TASK GOAL: Update only the listing from the line holding "of the man in" through the line holding "of the shadow", both included, by replacing "exercise" with "task" and leaving everything else unchanged.

DATA:
▬▬▬▬▬▬

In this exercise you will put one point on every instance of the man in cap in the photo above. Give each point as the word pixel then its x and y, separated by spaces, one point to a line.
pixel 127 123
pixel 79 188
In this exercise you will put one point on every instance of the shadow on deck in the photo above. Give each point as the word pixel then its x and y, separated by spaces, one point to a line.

▬▬▬▬▬▬

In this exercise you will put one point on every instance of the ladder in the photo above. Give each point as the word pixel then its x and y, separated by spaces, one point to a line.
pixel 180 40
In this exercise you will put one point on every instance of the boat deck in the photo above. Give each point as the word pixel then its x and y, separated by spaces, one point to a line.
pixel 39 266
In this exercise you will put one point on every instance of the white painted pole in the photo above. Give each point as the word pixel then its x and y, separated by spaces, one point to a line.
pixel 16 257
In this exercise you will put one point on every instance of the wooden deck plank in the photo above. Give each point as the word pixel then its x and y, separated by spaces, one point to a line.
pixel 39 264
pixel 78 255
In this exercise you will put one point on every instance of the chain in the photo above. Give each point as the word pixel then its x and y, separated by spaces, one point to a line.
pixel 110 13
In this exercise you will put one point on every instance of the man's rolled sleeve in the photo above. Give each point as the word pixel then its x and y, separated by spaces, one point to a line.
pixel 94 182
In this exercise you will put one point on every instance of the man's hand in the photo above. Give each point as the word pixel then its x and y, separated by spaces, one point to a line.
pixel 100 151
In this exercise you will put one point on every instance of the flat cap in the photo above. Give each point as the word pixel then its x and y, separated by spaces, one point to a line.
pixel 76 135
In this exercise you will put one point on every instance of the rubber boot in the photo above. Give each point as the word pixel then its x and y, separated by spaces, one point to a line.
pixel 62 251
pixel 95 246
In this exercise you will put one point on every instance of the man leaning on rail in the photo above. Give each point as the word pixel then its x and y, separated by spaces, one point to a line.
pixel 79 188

▬▬▬▬▬▬

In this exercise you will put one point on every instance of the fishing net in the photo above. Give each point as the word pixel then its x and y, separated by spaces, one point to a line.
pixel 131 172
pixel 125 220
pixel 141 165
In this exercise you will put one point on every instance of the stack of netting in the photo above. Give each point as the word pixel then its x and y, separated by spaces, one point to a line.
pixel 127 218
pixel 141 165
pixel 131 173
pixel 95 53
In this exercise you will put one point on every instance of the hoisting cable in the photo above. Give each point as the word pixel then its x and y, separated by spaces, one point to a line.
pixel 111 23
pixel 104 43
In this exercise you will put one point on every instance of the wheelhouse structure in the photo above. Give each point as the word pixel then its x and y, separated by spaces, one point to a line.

▬▬▬▬▬▬

TASK ANSWER:
In this task you will put one point on every instance of the man in cap in the photo above. Give each point as the word pixel then its x and y, separated by spaces, one point to a line.
pixel 127 123
pixel 79 188
In this task you will put one point on every instance of the shadow on deck in the photo above. Give each point as the word pixel then its x and y, separated by spaces, one point to a line.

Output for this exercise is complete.